Collection entries
=====

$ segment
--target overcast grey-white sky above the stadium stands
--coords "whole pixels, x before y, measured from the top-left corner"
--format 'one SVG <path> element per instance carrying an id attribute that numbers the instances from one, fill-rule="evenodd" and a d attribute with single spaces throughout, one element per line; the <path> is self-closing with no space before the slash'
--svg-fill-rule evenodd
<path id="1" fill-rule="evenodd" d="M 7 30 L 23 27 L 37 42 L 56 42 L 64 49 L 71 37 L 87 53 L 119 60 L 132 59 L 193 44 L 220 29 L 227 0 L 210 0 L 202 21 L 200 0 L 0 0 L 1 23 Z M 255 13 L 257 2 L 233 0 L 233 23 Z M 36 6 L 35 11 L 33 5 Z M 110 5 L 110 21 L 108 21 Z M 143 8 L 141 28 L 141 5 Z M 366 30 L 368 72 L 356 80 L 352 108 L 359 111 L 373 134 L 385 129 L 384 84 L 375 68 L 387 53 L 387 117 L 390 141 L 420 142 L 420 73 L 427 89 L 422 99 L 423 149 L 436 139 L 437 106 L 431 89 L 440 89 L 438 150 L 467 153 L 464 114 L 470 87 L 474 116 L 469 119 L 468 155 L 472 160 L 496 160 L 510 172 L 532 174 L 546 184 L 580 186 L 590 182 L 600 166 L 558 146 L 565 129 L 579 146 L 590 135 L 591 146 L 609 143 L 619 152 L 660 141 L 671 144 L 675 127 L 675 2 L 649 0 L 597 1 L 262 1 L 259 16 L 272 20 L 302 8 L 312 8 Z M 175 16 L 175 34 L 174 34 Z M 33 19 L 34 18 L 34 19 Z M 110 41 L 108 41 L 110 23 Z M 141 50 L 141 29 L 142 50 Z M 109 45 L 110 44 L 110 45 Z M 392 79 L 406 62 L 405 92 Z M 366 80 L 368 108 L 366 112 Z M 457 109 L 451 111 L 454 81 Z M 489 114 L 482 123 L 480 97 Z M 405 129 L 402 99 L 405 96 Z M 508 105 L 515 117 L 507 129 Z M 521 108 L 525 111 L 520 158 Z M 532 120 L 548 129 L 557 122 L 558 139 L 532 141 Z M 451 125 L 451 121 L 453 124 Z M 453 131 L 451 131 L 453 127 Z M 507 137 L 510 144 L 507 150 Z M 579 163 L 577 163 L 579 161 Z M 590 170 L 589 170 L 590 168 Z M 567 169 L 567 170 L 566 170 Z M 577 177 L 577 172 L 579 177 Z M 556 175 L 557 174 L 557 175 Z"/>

=====

Please reply with an exact copy of the lines above, starting at the first and ending at the line that holds "--format 'one SVG".

$ segment
--target overcast grey-white sky above the stadium stands
--coords "whole pixels, x before y, measured from the top-left corner"
--format 'one SVG <path> element per instance carrying an id attribute that numbers the instances from one, fill-rule="evenodd" and a d attribute with single spaces throughout, one element per line; the <path> is self-closing with no space before the slash'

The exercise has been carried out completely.